TEXTO FORNECIDO:
“Ah, mas nem todo homem”
Ao
se deparar com essa corriqueira afirmar, uma amiga questionou: “Se nem todos,
quantos?”
Então,
minha cara, sinto muito em afirmar, mas não há exceções. Somos todos, como
vocês costumam dizer, “machos escrotos”. Todos nós. E é sobre isso que estou
sentindo necessidade de conversar um pouco.
O
principal motivo da minha necessidade, foi o recente caso de acusação de
assédio do Silvio de Almeida, e as várias manifestações que chegaram até mim,
de pessoas simpáticas ao trabalho prévio dele e pessoas que sempre foram
contrárias a todo trabalho que envolva a defesa dos direitos humanos, em
especial a defesa dos grupos minorizados.
Os
comentários mais “problematizadores” pra mim, vieram de colegas que sempre se
posicionaram não apenas simpático, mas como militante nas lutas por afirmação e
empoderamento dos grupos historicamente marginalizados, explorados e/ou são
vítimas de toda sorte de abuso, objetificação e extermínio. E, alguns desses comentários
lamentavam o fato de essa acusação iria jogar por terra toda história de luta
que vem sendo travada há décadas.
Entendam
que os comentários não se limitavam às lutas do Sílvio Almeida, mas todas as
lutas, de todos os grupos. E certamente os inimigos dos direitos humanos e da
ideia de ampliação da democracia e dos direitos, certamente tentaram usar esse
fato para sim, deslegitimar todas as lutas.

LISTAGEM A PROCESSAR:
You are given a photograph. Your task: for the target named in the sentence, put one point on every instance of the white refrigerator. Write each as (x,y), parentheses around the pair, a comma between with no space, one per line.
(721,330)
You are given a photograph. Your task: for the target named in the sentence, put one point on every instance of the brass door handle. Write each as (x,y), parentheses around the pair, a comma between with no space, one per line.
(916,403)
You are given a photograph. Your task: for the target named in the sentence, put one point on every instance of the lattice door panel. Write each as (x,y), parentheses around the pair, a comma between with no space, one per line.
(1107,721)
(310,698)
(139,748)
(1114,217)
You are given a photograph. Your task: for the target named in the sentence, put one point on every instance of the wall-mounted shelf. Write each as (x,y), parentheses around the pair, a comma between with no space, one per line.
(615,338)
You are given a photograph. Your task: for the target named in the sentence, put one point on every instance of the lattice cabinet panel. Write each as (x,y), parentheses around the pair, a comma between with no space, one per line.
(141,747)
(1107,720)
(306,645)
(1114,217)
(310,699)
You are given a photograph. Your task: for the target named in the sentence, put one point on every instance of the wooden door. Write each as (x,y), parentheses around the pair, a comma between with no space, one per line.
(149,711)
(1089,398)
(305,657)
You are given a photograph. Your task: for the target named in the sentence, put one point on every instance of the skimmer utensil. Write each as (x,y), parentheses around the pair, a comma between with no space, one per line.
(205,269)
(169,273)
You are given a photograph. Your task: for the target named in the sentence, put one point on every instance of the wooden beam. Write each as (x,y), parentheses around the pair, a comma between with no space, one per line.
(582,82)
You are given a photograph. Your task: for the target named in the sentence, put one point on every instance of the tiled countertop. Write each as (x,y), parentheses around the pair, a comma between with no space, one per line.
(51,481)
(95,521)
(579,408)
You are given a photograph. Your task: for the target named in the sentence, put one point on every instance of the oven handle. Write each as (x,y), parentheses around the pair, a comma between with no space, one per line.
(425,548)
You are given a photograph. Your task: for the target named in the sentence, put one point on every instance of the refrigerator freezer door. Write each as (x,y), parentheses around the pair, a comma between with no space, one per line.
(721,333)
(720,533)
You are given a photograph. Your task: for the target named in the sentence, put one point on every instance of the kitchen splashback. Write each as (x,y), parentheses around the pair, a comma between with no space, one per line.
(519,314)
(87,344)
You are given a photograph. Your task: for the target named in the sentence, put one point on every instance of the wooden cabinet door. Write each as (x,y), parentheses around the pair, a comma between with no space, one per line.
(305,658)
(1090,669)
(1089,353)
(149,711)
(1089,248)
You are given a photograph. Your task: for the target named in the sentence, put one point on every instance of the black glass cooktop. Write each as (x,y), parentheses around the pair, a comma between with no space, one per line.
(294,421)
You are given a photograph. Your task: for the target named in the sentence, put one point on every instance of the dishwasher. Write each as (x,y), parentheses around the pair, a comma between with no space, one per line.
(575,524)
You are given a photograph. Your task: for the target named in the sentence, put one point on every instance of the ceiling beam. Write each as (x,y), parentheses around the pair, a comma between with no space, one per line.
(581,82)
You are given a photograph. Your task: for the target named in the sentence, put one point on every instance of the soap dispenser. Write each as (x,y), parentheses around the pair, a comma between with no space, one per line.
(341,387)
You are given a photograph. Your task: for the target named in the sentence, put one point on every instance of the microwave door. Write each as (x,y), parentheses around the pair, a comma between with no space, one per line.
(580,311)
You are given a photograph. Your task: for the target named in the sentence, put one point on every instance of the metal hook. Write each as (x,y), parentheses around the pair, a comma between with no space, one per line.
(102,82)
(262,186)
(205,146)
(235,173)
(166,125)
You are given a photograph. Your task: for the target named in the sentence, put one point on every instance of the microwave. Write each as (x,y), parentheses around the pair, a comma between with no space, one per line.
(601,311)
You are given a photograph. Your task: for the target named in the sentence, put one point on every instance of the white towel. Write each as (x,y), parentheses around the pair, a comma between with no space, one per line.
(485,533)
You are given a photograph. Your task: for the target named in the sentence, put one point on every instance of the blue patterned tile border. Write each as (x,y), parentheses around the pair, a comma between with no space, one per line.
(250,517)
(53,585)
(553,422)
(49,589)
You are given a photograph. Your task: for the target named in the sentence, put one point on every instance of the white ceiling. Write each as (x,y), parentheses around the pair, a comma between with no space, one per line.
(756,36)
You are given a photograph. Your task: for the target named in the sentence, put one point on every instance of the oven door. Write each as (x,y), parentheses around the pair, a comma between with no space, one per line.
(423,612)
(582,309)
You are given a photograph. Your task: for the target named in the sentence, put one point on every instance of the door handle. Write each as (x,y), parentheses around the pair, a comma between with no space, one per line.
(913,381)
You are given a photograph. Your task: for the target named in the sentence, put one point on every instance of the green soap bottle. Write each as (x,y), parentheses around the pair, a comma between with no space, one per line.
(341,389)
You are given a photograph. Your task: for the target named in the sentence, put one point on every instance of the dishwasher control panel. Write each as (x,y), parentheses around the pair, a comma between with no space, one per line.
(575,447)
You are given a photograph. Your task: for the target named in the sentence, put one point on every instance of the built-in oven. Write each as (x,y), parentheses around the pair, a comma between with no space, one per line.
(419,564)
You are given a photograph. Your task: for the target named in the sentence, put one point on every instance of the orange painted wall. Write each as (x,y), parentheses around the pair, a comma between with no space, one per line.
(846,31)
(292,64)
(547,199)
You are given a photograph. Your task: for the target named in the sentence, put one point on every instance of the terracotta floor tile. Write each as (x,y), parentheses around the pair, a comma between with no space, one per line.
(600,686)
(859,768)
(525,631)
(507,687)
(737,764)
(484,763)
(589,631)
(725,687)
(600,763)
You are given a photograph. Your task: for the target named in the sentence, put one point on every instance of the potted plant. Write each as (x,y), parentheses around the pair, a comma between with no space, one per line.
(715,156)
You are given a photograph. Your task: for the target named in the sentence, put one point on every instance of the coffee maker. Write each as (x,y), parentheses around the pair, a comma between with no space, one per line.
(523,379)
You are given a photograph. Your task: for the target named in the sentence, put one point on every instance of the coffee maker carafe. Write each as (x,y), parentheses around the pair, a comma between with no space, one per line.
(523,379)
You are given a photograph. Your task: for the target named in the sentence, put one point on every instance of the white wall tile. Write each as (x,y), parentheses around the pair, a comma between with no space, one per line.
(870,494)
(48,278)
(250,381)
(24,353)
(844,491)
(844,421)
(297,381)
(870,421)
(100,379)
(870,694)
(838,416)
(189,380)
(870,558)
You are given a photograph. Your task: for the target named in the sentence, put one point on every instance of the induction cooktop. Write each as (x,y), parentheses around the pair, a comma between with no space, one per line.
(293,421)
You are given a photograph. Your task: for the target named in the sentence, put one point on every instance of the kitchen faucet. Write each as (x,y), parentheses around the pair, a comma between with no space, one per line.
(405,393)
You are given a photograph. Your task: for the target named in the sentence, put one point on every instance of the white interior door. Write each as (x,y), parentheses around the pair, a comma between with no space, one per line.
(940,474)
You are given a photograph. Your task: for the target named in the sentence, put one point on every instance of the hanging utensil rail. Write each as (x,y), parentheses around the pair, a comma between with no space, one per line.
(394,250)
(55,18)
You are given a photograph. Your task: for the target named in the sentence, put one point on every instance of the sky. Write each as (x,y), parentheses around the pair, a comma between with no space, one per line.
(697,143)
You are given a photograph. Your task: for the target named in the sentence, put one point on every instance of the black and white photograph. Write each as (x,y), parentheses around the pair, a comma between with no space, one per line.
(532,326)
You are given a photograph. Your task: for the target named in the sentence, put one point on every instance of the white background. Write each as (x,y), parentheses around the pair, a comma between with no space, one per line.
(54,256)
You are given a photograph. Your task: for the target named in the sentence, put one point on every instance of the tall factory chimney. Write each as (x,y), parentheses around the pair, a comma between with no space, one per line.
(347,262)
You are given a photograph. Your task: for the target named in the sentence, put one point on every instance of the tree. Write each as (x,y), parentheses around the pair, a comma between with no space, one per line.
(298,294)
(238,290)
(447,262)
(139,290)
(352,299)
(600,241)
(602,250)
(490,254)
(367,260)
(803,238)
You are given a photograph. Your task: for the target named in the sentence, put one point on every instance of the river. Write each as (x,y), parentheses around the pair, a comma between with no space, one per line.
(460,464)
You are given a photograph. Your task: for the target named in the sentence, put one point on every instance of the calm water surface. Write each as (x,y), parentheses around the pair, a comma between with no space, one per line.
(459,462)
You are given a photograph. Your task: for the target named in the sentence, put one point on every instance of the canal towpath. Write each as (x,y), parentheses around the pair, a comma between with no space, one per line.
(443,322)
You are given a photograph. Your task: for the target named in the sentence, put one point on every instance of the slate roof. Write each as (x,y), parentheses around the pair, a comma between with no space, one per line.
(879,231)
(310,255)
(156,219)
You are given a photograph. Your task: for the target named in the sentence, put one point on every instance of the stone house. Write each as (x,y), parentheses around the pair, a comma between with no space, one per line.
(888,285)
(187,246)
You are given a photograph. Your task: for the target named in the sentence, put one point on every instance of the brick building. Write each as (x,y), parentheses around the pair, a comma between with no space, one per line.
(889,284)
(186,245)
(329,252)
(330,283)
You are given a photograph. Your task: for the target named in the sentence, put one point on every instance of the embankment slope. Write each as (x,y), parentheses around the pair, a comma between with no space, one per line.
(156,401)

OBJETIVO 1: No texto sobre o “nem todo homem”, de que três coisas os grupos historicamente marginalizados são descritos como vítimas?
OBJETIVO 2: Reúna todas as linhas da listagem que contêm a palavra “utensil”, diferenciando maiúsculas de minúsculas.

RESOLUÇÃO DA TAREFA 1: Abuso, objetificação e extermínio.

RESOLUÇÃO DA TAREFA 2:
You are given a photograph. Your task: for the target named in the sentence, put one point on every instance of the skimmer utensil. Write each as (x,y), parentheses around the pair, a comma between with no space, one per line.
You are given a photograph. Your task: for the target named in the sentence, put one point on every instance of the hanging utensil rail. Write each as (x,y), parentheses around the pair, a comma between with no space, one per line.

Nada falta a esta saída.